● **Aim of the task**:
Rewrite these lines, swapping each "photo" for "image" and changing nothing else. Omit the pictures from your answer.

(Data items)
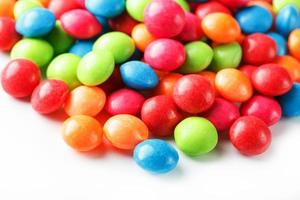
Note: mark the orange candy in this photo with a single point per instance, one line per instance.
(221, 27)
(291, 65)
(233, 85)
(85, 100)
(7, 8)
(82, 133)
(125, 131)
(294, 43)
(141, 36)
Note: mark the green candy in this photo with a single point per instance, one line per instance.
(119, 44)
(23, 6)
(37, 50)
(59, 39)
(226, 56)
(195, 136)
(198, 57)
(64, 68)
(95, 67)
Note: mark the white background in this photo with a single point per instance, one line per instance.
(35, 164)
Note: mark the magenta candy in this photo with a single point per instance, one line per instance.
(124, 101)
(165, 54)
(80, 24)
(222, 114)
(263, 107)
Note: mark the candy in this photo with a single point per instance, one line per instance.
(120, 45)
(195, 136)
(80, 24)
(160, 115)
(271, 80)
(254, 19)
(82, 133)
(85, 100)
(95, 67)
(124, 101)
(222, 114)
(8, 35)
(105, 8)
(36, 22)
(138, 75)
(36, 50)
(198, 57)
(221, 27)
(20, 77)
(155, 156)
(164, 19)
(64, 68)
(165, 54)
(233, 85)
(250, 135)
(49, 96)
(193, 94)
(125, 131)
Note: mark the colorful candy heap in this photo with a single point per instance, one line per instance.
(135, 69)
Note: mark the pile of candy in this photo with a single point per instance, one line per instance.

● **Response to the task**:
Note: mark the orange candy in this image with a single point per instance, one line per instance.
(221, 27)
(291, 65)
(233, 85)
(85, 100)
(7, 8)
(82, 133)
(125, 131)
(294, 43)
(141, 36)
Note: mark the green candy in this image with a single point per instance, one line per instance.
(119, 44)
(23, 6)
(37, 50)
(59, 39)
(226, 56)
(195, 136)
(198, 57)
(64, 68)
(95, 67)
Note: mark the white background in this image with a single point per instance, one line per instance.
(35, 164)
Note: mark the magenta candy in this image with a single point per instance, one line per instance.
(124, 101)
(165, 54)
(80, 24)
(222, 114)
(263, 107)
Note: mark the candy in this image with a single point per instance, one line per instance.
(120, 45)
(195, 136)
(80, 24)
(160, 115)
(271, 80)
(254, 19)
(82, 133)
(85, 100)
(95, 67)
(124, 101)
(222, 114)
(8, 35)
(105, 8)
(36, 22)
(138, 75)
(36, 50)
(198, 57)
(221, 27)
(20, 77)
(155, 156)
(164, 19)
(64, 68)
(165, 54)
(233, 85)
(250, 135)
(49, 96)
(193, 94)
(125, 131)
Note: mark the colorful candy heap in this image with a single point per instance, one line per instance.
(135, 69)
Note: mark the pile of candy in this image with a single point per instance, one line per instance.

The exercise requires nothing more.